## [The exercise]
Arrange all of the data below as a Markdown table with two columns, Row and Line. Give each line its own numbered row, skip blank lines, and leave the pictures out of the answer.

Stored dataset items:
....
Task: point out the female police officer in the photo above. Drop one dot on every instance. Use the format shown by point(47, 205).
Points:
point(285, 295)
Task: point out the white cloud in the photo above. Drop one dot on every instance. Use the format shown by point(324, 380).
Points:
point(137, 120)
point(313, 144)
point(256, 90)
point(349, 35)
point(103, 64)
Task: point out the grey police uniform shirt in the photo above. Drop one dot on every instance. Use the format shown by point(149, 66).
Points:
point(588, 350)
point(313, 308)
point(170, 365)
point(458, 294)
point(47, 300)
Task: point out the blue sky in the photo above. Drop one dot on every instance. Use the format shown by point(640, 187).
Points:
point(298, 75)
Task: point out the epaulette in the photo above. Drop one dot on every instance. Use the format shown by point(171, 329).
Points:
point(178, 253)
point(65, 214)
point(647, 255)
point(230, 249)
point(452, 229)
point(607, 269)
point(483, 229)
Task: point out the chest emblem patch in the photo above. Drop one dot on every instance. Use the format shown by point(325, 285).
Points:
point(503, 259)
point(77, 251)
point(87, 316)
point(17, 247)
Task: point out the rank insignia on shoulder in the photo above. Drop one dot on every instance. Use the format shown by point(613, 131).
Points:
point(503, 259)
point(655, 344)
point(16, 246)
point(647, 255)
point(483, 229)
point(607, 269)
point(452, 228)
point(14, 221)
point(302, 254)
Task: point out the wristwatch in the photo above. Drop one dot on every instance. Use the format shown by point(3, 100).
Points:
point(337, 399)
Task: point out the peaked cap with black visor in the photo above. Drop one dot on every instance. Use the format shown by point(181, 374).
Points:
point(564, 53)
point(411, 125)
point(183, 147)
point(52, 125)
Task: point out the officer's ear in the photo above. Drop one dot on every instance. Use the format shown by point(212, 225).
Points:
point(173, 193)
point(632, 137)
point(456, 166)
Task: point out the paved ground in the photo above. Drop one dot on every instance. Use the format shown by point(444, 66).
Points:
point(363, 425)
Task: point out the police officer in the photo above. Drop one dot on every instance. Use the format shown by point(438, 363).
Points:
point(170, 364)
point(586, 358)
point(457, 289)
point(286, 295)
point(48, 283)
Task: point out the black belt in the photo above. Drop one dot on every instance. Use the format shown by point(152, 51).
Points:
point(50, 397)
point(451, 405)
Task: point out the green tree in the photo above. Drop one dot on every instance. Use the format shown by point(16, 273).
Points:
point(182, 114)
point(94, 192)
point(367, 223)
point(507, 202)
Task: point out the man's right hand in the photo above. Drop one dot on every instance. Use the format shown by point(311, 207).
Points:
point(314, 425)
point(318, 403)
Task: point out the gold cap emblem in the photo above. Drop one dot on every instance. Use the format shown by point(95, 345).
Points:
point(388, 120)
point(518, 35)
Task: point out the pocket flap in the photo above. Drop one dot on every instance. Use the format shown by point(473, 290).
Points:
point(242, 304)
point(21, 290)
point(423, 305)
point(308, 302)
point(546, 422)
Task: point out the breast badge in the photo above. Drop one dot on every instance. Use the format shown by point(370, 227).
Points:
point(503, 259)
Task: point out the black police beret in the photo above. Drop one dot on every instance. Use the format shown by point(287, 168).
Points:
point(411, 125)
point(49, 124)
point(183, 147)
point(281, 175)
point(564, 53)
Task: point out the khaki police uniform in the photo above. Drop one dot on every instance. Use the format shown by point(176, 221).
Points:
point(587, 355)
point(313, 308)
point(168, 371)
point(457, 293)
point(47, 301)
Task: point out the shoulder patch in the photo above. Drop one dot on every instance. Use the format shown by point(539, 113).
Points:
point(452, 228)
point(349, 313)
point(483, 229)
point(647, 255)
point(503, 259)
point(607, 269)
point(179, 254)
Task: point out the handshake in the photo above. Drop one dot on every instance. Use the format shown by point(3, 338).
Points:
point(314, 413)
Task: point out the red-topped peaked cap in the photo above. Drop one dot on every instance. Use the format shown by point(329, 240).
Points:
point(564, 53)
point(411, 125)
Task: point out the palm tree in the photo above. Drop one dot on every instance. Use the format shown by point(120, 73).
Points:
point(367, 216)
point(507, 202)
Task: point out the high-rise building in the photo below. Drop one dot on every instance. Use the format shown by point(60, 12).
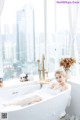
....
## [Result of the exercise]
| Row | Line |
|---|---|
| 1 | Task: point out the female police officer in the photo above. Drop one dot on every instance. Use the format shown by point(47, 205). |
| 2 | Points: |
| 3 | point(285, 295) |
| 4 | Task: point out the white cloud in the photo above. Drop one dot on every instance. Use the format shown by point(324, 380). |
| 5 | Points: |
| 6 | point(137, 120) |
| 7 | point(313, 144) |
| 8 | point(256, 90) |
| 9 | point(349, 35) |
| 10 | point(103, 64) |
| 11 | Task: point out the grey police uniform shirt in the photo above. Drop one dot on every instance. Use the format shown by point(149, 66). |
| 12 | Points: |
| 13 | point(588, 350) |
| 14 | point(313, 308) |
| 15 | point(170, 365) |
| 16 | point(458, 294) |
| 17 | point(47, 300) |
| 18 | Task: point out the blue sky in the photo above. Drop one dot on every instance. Use the format shown by point(640, 187). |
| 19 | Points: |
| 20 | point(298, 75) |
| 21 | Task: point out the epaulette in the photo above. Drop one dot on every instance. Use the format shown by point(171, 329). |
| 22 | Points: |
| 23 | point(178, 253) |
| 24 | point(65, 214) |
| 25 | point(647, 255) |
| 26 | point(230, 249) |
| 27 | point(452, 229) |
| 28 | point(607, 269) |
| 29 | point(483, 229) |
| 30 | Task: point out the chest emblem patch in the photo above. Drop one dot on every instance. Use the format shown by point(325, 285). |
| 31 | Points: |
| 32 | point(503, 259) |
| 33 | point(77, 251) |
| 34 | point(87, 316) |
| 35 | point(17, 247) |
| 36 | Task: point out the rank insignia on shoulder in the photo above. Drop one dot on every instance. Use the format shown by point(613, 131). |
| 37 | Points: |
| 38 | point(503, 259) |
| 39 | point(655, 344) |
| 40 | point(16, 246) |
| 41 | point(647, 255) |
| 42 | point(483, 229) |
| 43 | point(607, 269) |
| 44 | point(452, 228) |
| 45 | point(14, 221) |
| 46 | point(302, 254) |
| 47 | Task: point out the wristwatch in the photo above. Drop one dot on every instance. Use the format shown by point(3, 100). |
| 48 | Points: |
| 49 | point(337, 399) |
| 50 | Task: point out the peaked cap with black visor in the photo above. Drop one dot on every instance. Use the format shown by point(181, 374). |
| 51 | Points: |
| 52 | point(564, 53) |
| 53 | point(411, 125) |
| 54 | point(183, 147) |
| 55 | point(52, 125) |
| 56 | Task: point out the officer's ear in the photo above. Drop one dot on every instance. Use the format shown by point(212, 225). |
| 57 | Points: |
| 58 | point(173, 193) |
| 59 | point(632, 137) |
| 60 | point(456, 166) |
| 61 | Task: point out the paved ground in the photo above. Drop one dot on every instance. Use the format shown by point(444, 66). |
| 62 | Points: |
| 63 | point(363, 425) |
| 64 | Task: point out the police officer in the photo above. Drop one dot on every instance. Use the format shown by point(438, 363). |
| 65 | Points: |
| 66 | point(170, 364) |
| 67 | point(586, 358) |
| 68 | point(457, 289) |
| 69 | point(286, 295) |
| 70 | point(48, 283) |
| 71 | Task: point out the black belt in the photo above. Drop one dot on every instance. Use the format shown by point(152, 51). |
| 72 | Points: |
| 73 | point(50, 397) |
| 74 | point(451, 405) |
| 75 | Task: point out the green tree in the photo above. Drop one dot on every instance. Use the format shown by point(16, 273). |
| 76 | Points: |
| 77 | point(182, 114) |
| 78 | point(94, 192) |
| 79 | point(367, 223) |
| 80 | point(507, 202) |
| 81 | Task: point out the man's right hand in the photo above. Drop one dot on every instance. Use the format shown by point(311, 207). |
| 82 | Points: |
| 83 | point(314, 425) |
| 84 | point(318, 403) |
| 85 | Task: point out the gold cap emblem in the photo above. Drop one dot on every instance. Use the format shown by point(95, 345). |
| 86 | Points: |
| 87 | point(388, 120) |
| 88 | point(518, 35) |
| 89 | Task: point out the pocket flap in the photo above. Drop one dot on every instance. Use the format shown by point(473, 290). |
| 90 | Points: |
| 91 | point(242, 304) |
| 92 | point(21, 290) |
| 93 | point(423, 305) |
| 94 | point(308, 302) |
| 95 | point(546, 422) |
| 96 | Task: point out the breast badge in the photo above. Drop one dot on every instance. Use the format shown by point(370, 227). |
| 97 | Points: |
| 98 | point(503, 259) |
| 99 | Task: point out the black police beret in the photo above. Drop one dot on every instance. Use the format shown by point(287, 168). |
| 100 | Points: |
| 101 | point(411, 125) |
| 102 | point(49, 124) |
| 103 | point(183, 147) |
| 104 | point(281, 175) |
| 105 | point(564, 53) |
| 106 | Task: point out the khaki police uniform in the photo above. Drop one dot on every instance. Use the format shown by point(176, 221). |
| 107 | Points: |
| 108 | point(587, 355) |
| 109 | point(313, 308) |
| 110 | point(168, 371) |
| 111 | point(457, 293) |
| 112 | point(47, 301) |
| 113 | Task: point out the shoulder patch in the photo above. Drop one dot on every instance. Use the format shown by point(539, 113). |
| 114 | Points: |
| 115 | point(452, 228) |
| 116 | point(349, 313) |
| 117 | point(483, 229) |
| 118 | point(647, 255) |
| 119 | point(503, 259) |
| 120 | point(607, 269) |
| 121 | point(179, 254) |
| 122 | Task: point out the handshake in the photo above. Drop one dot on every instance. Use the format shown by point(3, 338). |
| 123 | Points: |
| 124 | point(314, 413) |
| 125 | Task: point out the red-topped peaked cap in the photo above. Drop one dot on every instance. Use the format shown by point(329, 240). |
| 126 | Points: |
| 127 | point(564, 53) |
| 128 | point(411, 125) |
| 129 | Task: point out the palm tree in the photo above. Drop one dot on every instance. Use the format shown by point(120, 73). |
| 130 | Points: |
| 131 | point(367, 216) |
| 132 | point(507, 202) |
| 133 | Task: point out the high-rise building in the photo below. Drop one dot on every instance. Use the format shown by point(60, 12). |